### Stated problem
Collect every line in the data below that contains the string "jacket" and list those lines.
BEGIN Materials provided
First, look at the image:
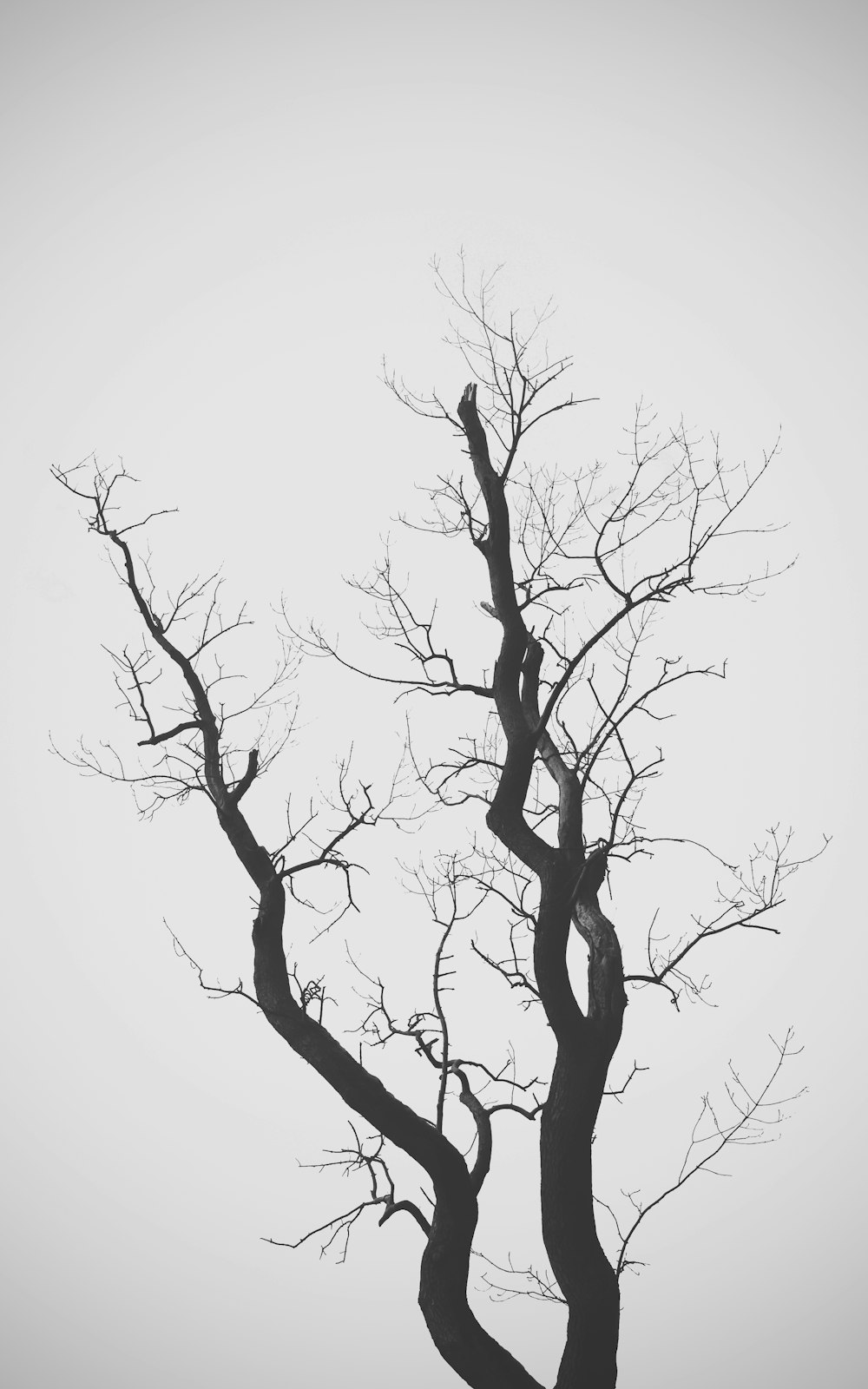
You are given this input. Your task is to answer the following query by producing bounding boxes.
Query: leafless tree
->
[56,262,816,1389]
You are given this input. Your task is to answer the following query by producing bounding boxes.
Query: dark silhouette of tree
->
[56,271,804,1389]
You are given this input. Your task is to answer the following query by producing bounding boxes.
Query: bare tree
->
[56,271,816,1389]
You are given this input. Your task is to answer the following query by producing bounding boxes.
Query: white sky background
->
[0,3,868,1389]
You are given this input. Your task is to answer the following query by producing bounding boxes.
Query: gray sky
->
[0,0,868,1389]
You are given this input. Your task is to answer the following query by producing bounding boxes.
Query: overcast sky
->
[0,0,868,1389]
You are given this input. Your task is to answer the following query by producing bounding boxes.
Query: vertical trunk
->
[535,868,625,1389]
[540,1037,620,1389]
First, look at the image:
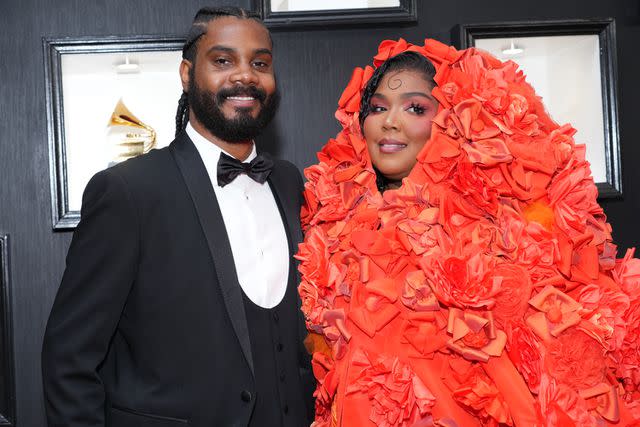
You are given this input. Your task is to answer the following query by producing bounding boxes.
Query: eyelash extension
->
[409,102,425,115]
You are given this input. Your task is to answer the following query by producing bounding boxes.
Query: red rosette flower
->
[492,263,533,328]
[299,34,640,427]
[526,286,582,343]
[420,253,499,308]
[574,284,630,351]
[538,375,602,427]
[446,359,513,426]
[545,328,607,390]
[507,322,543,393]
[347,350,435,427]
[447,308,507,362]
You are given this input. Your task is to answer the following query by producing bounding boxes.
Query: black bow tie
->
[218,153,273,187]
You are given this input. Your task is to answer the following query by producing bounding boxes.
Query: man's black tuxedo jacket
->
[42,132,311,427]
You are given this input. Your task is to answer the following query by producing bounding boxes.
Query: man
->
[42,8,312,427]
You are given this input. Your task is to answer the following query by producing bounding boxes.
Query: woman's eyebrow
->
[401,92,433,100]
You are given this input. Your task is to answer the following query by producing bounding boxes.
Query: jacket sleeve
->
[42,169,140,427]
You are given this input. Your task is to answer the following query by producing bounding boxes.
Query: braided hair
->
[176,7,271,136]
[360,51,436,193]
END Materials provided
BEGIN Materials provided
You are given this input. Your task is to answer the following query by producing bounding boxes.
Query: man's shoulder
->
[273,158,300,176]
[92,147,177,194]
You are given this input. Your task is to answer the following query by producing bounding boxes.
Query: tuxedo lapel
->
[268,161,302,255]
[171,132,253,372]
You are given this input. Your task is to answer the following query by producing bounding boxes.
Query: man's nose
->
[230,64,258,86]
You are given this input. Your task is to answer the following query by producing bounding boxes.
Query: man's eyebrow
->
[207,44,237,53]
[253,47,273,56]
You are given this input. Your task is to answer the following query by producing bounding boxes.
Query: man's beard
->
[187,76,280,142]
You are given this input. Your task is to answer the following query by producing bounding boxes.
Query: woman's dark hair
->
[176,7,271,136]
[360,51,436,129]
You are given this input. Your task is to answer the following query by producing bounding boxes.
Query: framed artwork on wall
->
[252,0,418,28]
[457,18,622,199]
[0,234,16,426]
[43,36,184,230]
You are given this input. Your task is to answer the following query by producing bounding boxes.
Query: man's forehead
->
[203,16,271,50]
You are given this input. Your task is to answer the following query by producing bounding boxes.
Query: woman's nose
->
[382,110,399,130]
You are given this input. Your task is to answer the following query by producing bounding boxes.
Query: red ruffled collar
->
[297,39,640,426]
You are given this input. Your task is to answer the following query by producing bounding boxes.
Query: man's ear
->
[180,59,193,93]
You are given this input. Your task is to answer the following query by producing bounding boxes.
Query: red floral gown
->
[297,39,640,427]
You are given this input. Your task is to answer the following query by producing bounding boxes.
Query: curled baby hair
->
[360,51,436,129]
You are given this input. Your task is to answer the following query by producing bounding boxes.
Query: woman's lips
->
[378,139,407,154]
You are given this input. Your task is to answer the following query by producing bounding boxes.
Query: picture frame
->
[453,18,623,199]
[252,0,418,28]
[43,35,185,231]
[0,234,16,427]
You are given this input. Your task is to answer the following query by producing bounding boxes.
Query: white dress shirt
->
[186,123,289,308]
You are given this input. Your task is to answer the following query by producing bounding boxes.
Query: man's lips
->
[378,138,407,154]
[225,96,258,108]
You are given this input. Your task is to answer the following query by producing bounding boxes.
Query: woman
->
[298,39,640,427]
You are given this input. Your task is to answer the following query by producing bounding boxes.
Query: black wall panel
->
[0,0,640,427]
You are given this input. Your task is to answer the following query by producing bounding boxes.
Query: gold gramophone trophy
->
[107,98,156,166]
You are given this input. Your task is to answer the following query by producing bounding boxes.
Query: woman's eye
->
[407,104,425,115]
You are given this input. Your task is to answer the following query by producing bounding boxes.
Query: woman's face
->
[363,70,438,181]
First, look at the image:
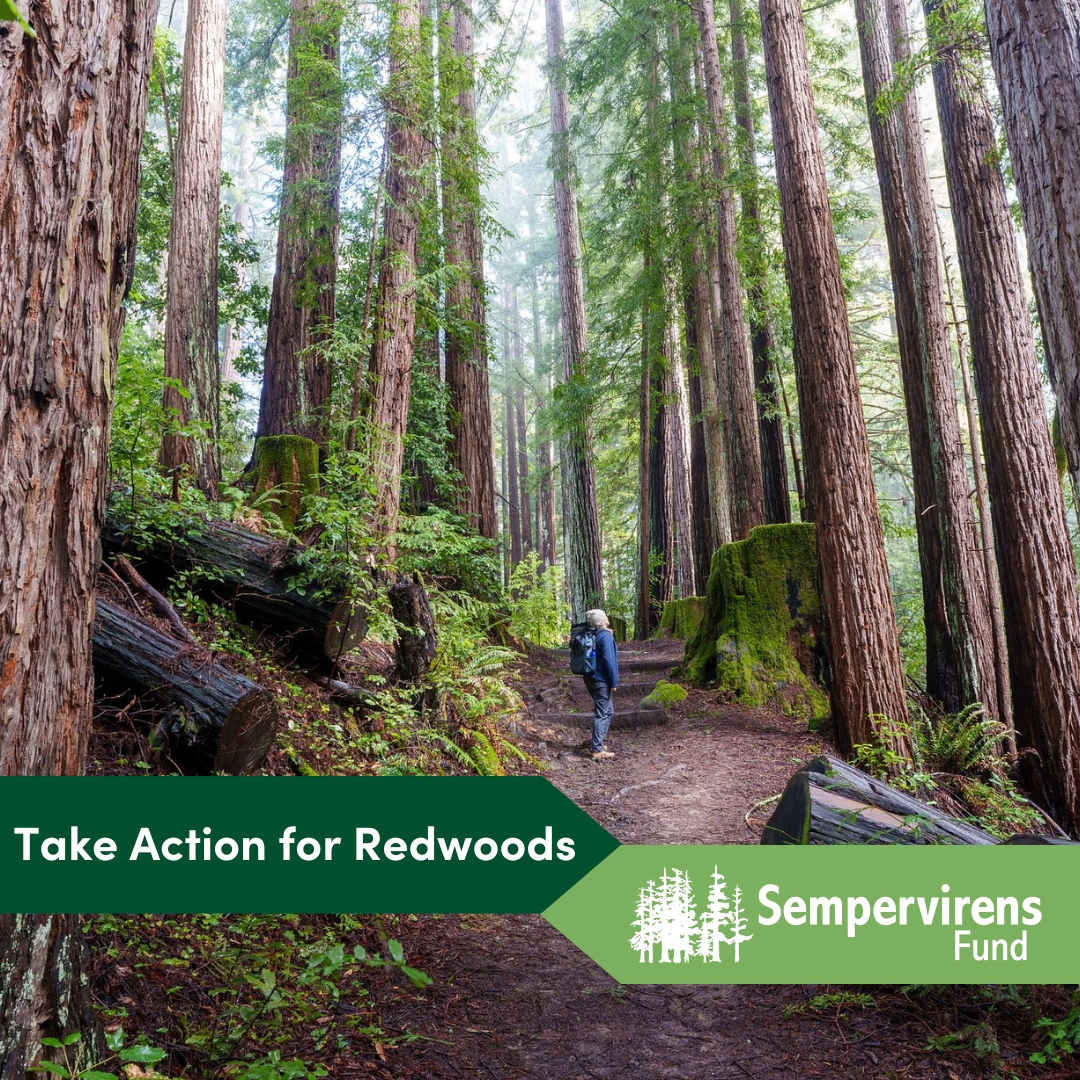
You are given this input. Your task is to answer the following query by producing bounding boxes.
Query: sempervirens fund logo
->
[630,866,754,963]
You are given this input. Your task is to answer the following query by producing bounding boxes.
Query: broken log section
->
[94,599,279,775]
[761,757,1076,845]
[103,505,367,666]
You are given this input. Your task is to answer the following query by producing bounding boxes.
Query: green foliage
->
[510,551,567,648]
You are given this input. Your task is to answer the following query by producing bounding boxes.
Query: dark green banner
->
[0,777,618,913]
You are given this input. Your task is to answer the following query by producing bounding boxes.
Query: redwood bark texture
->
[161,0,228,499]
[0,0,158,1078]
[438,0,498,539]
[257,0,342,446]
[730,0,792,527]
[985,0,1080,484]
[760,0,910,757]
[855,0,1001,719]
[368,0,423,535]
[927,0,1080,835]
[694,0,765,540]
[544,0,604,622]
END Materials provided
### Expected output
Query: man's black tuxedo jacket
Query: jacket sleeve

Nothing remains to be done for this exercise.